• _EXERCISE DETAILS_:
Give an exact copy of the lines of the records below, starting at the line containing "key | value" and running to the end.

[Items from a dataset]
______

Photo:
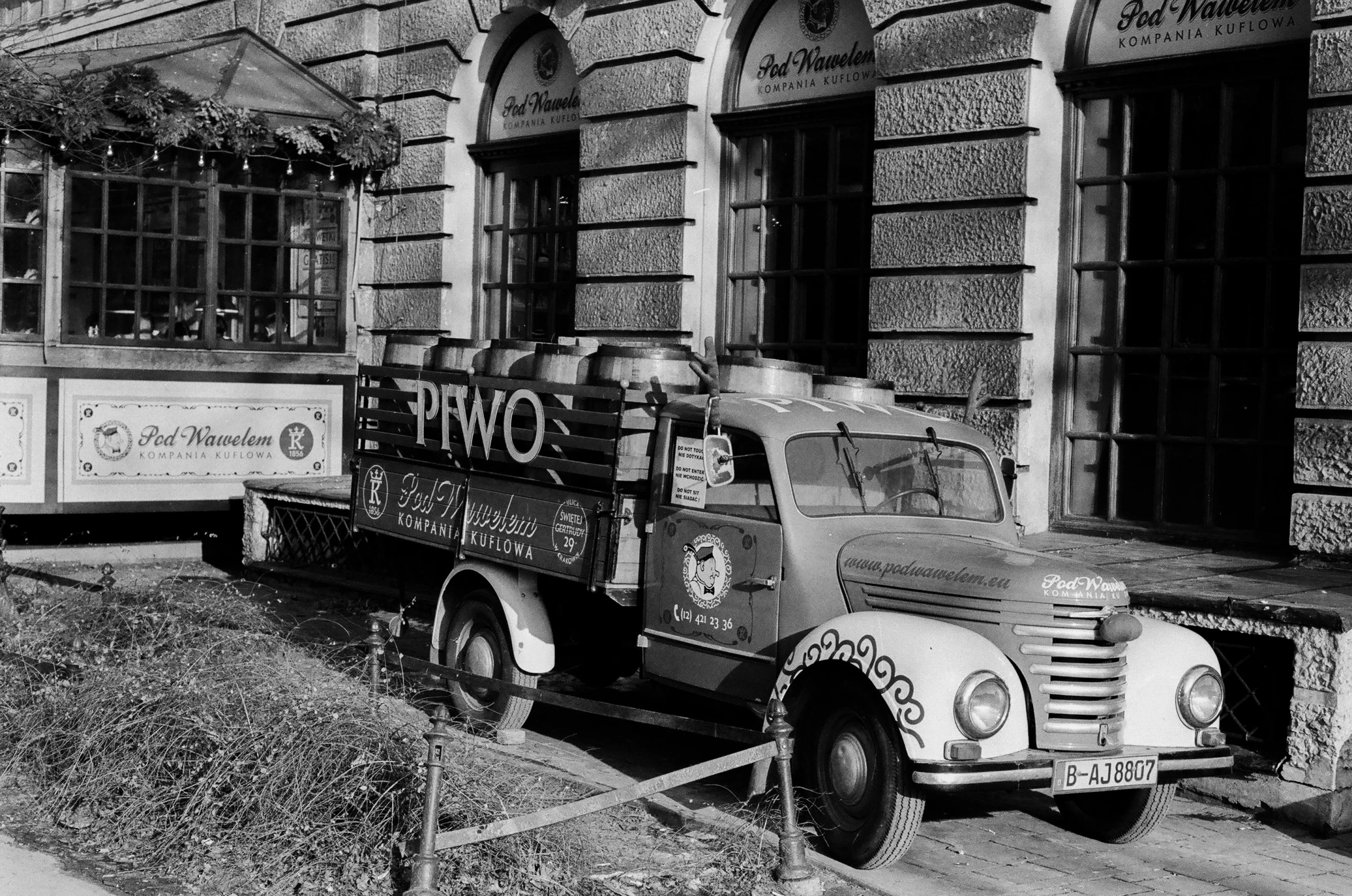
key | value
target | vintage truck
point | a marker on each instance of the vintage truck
(862, 565)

______

• _PROBLEM SOLUTION_:
key | value
target | vintage truck
point | a marker on each instance of the vintage truck
(862, 565)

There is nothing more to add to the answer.